> **Provided passage**
When Mycobacterium leprae ffect brain directly, discussing the relationship between cognition and leprosy sounds interesting. Of course, the cognitive aspect may be affected due to the situation, disability and sequel created by the disease or by the drugs used for treatment. Associated physical disability and social isolation may contribute to the cognitive decline.
There has been an interesting observation regarding beta-amyloid and tau deposits in the brain of patients with leprosy. Beta-amyloid deposits were lower in the brain of patients with leprosy (27%) as compared to controls (47.8%, P = 0.05); and, similarly senile plaques (classic type III) were also less in the patients suffering from leprosy. It is not clear if this is due to the effect of leprosy or of anti-leprosy drugs. As the lepra bacillus does not reach the brain, the possibility of the effect of medication on cognition needs evaluation.
In this issue, the article on the cognitive aspect of leprosy by Kang KW et al., is interesting to read. Kang and his colleagues evaluated the cognitive function of 224 persons with leprosy (with 448 age/gender matched controls) using the Korean version of mini-mental state examination (K-MMSE), the Korean Dementia Screening Questionnaire (KDSQ) and the Seoul-Instrumental ADL (S-IADL) for assessment of their cognitive abilities and their ability to carry out activity of daily living (ADL). K-MMSE score was higher in patients with leprosy as compared to the control population (P = 0.022, P < 0.001 when adjustments for age, gender, and educational year were done) but KDSQ did not show any difference in cognition between the groups. Better K-MMSE score suggests a lower rate of dementia in patients with leprosy.
Previous studies have shown various results in favour of or against the cognitive decline. Rate of dementia in Japanease lepratorium was higher as compared to the national rate. The Taiwanese study by Su TW et al., also showed a higher prevalence of dementia in patients with leprosy. There is a controversial effect of dapsone on the development of dementia in patients with leprosy.,
In India, majority of neurological studies have concentrated on various neuropathies. Kochar et al., have studied the brain stem auditory evoked response and visual evoked potentials in patients with leprosy suggesting the involvement of trigeminal and optic nerves. There is no study regarding any cognitive aspect of leprosy, athough India has the largest number of patients with leprosy in the world. A recent article by Kumar discusses the challenges in the management of leprosy in India.
To resolve this issue of dementia in patients with leprosy, there is a need for a prospective case control study of patients with leprosy as India has a large reservoir of patients for research of this kind. Thus, it is feasible for researchers to generate significant epidemiological data that may have long term consequences on eradication of this dreaded disease. Also, in view of lack of evidence in favor of or against the use of dapsone to prevent/treat dementia, this medication deserves a fair chance for re-evaluation in the subcontinent.

> **Segmentation mask data**
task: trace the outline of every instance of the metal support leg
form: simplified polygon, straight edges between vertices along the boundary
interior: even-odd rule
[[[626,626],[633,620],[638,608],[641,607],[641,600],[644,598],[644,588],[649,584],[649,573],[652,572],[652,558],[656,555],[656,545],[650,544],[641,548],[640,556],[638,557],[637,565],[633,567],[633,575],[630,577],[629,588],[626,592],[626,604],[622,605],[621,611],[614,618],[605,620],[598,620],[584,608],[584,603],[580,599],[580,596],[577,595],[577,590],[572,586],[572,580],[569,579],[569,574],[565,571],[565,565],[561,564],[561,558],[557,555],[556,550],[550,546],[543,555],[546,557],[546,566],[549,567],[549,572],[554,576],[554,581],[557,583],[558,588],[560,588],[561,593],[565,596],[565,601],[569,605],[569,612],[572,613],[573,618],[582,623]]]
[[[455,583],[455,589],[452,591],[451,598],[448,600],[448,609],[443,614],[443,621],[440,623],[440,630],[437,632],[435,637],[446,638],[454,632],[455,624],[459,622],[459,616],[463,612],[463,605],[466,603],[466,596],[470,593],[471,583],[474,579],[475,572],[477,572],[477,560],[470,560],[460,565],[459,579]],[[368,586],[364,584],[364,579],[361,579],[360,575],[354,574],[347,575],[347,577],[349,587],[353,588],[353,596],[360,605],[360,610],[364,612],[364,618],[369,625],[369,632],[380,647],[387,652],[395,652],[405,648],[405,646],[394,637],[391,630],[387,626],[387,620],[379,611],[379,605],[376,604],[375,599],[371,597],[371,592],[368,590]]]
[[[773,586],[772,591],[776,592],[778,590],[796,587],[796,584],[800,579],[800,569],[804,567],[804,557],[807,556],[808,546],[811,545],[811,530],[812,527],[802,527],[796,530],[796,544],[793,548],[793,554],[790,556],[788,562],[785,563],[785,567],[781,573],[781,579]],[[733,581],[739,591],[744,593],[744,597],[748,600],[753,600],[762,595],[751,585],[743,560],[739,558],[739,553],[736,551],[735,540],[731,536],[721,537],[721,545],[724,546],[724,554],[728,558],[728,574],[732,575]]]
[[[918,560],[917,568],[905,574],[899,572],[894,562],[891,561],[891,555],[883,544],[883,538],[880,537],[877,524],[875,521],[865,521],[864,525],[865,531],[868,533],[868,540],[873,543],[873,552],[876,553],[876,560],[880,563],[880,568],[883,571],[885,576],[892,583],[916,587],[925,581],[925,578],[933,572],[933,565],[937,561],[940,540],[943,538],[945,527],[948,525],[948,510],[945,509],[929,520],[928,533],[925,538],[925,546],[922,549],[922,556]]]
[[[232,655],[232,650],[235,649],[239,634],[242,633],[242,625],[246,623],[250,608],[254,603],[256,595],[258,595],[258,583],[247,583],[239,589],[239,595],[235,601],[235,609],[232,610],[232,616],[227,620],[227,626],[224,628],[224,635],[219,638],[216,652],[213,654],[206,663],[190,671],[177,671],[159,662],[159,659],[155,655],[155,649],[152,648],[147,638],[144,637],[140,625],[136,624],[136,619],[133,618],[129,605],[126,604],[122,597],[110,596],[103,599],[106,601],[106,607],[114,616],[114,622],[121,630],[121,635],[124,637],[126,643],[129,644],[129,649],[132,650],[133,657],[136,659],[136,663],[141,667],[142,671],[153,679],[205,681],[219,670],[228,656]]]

> **Your instructions**
According to the passage on leprosy and cognition, why does the possible effect of medication on cognition in patients with leprosy need evaluation?

> **The answer**
The possible effect of medication needs evaluation because the lepra bacillus does not reach the brain. For that reason, the lower beta-amyloid deposits and senile plaques seen in patients with leprosy may be due to the anti-leprosy drugs rather than to the disease.